Reproduce, word for word, the part of the records that opens with the line containing "Point to the coffee" and closes with the line containing "Point to the tree.", including both of those lines.

▸ TASK MATERIAL:
· · · · ·
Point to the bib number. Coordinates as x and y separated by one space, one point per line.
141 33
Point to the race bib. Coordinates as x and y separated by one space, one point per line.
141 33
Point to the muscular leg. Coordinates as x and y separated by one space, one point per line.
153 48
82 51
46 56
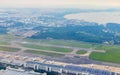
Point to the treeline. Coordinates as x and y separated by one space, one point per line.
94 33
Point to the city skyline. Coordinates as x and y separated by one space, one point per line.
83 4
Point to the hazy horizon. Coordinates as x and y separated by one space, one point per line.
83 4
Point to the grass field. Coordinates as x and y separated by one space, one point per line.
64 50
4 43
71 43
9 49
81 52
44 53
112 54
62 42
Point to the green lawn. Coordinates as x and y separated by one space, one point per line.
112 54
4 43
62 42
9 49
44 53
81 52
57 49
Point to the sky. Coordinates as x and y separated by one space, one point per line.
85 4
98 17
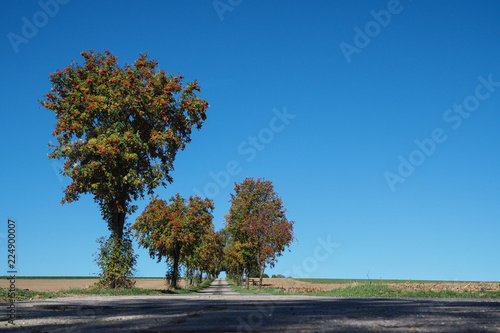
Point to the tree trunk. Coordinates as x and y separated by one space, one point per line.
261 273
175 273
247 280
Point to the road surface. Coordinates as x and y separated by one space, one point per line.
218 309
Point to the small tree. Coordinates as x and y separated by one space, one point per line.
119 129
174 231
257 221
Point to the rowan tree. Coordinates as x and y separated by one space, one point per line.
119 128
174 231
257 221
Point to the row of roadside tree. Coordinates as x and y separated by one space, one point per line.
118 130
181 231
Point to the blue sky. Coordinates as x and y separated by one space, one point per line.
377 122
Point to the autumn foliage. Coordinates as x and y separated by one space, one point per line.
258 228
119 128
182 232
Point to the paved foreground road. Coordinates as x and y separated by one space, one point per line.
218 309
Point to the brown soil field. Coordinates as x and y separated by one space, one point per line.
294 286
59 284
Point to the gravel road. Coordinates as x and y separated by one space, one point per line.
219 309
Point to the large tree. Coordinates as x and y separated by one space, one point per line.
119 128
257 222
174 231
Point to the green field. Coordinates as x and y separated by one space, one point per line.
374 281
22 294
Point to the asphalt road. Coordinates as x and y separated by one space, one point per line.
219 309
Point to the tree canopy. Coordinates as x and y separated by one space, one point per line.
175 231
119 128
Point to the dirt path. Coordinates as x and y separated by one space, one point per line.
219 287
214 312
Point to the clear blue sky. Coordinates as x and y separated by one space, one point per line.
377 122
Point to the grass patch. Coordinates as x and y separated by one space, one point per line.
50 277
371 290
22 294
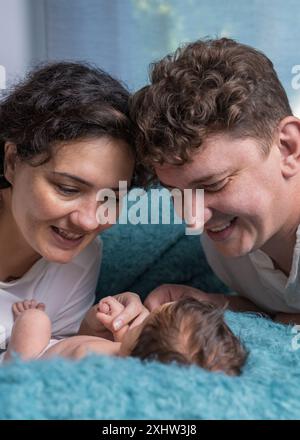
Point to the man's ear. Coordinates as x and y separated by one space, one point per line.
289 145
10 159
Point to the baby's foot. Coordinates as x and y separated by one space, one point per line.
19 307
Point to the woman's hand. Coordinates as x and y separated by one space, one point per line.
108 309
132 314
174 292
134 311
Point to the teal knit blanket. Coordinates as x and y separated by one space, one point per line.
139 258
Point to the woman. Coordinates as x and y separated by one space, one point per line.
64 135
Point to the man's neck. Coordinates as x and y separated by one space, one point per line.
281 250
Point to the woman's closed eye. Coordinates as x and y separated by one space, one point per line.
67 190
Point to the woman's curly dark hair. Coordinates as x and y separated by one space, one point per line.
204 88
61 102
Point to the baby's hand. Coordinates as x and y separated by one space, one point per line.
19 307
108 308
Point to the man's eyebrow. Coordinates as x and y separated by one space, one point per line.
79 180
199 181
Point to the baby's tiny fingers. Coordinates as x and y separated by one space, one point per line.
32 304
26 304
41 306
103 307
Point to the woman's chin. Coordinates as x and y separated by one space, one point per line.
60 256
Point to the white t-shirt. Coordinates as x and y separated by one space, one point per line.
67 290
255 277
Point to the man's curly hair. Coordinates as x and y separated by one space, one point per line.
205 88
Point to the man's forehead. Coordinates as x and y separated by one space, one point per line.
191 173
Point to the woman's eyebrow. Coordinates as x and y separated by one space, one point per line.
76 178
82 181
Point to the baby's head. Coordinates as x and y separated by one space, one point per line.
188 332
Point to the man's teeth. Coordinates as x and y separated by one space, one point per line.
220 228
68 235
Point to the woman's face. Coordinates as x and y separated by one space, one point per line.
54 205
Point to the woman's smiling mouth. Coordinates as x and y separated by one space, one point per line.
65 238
· · · · ·
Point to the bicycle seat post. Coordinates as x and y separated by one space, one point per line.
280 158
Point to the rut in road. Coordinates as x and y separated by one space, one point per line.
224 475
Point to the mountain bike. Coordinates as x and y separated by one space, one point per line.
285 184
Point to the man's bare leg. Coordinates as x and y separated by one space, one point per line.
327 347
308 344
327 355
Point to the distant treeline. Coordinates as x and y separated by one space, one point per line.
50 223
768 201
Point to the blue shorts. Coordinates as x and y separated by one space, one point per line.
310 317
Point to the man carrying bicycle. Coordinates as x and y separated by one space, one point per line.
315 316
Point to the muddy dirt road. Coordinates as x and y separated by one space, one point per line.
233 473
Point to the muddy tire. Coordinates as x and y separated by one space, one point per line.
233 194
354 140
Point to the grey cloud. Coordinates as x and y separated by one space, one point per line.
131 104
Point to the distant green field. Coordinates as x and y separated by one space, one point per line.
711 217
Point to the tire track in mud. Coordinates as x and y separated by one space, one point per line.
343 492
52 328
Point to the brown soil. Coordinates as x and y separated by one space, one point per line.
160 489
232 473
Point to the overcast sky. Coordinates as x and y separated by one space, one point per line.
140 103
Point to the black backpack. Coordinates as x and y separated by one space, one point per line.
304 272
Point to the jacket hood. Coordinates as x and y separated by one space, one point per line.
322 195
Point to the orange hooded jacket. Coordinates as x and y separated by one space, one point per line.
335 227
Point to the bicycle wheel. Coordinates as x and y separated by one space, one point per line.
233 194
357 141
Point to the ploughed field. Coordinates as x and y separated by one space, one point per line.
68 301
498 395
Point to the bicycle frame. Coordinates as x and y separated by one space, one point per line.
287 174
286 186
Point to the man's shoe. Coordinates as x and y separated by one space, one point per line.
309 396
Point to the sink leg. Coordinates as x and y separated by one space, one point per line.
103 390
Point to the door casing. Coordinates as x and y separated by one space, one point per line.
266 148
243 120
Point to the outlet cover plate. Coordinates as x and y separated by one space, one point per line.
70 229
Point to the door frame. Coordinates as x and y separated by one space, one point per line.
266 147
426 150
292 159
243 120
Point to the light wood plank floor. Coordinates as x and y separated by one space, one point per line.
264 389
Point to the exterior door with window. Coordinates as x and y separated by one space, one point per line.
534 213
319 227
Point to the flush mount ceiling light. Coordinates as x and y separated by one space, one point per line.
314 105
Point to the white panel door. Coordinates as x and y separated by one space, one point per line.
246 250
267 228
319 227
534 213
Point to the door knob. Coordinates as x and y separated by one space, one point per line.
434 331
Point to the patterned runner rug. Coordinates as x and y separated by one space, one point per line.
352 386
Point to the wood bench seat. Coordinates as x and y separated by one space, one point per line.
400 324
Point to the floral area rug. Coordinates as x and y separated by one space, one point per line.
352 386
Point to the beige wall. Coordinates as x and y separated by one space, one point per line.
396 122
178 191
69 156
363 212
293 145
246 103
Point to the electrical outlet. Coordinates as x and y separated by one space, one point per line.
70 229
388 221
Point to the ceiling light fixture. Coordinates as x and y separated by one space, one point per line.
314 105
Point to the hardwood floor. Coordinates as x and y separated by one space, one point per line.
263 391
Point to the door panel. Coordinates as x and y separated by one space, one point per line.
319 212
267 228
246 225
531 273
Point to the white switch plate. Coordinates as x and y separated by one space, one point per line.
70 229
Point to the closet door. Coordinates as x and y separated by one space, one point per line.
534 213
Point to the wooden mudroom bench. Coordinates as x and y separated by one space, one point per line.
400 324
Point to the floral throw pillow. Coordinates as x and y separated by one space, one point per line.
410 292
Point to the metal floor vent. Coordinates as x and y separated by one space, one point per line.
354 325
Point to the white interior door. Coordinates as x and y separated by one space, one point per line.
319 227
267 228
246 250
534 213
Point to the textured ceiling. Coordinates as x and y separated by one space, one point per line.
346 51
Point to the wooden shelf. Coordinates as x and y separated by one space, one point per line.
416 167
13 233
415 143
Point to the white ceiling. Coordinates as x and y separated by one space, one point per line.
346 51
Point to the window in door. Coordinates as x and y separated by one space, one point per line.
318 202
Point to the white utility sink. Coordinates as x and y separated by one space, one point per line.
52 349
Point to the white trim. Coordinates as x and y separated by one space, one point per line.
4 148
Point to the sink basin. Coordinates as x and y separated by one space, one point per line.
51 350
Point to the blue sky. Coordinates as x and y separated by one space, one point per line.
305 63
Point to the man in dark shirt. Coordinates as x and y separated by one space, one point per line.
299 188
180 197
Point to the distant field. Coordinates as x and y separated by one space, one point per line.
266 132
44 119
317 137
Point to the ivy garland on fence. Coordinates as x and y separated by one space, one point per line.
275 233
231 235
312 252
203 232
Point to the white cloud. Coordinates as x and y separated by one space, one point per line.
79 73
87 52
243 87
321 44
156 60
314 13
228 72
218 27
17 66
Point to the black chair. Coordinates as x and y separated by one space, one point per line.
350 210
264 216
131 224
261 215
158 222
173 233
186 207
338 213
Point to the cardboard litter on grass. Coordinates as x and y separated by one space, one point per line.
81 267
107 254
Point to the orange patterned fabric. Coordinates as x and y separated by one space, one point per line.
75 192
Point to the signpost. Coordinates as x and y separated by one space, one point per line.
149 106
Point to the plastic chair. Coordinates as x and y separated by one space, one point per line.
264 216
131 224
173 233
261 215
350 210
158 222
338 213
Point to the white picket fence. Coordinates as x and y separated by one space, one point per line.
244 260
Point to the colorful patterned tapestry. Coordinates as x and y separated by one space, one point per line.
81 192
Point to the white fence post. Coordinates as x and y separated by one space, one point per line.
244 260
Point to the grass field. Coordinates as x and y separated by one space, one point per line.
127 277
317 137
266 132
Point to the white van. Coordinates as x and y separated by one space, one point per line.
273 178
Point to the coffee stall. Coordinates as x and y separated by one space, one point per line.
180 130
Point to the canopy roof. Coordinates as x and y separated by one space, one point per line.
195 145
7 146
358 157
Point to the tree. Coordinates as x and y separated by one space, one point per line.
· · · · ·
▸ THE ANSWER:
Point to the coffee stall. Coordinates as x and y separated by one space, one point per line.
180 130
Point to the canopy roof. Coordinates as x and y separated by one space, one point per line.
195 145
7 146
358 157
Point to the tree. Coordinates as x and y separated by one space, one point per line.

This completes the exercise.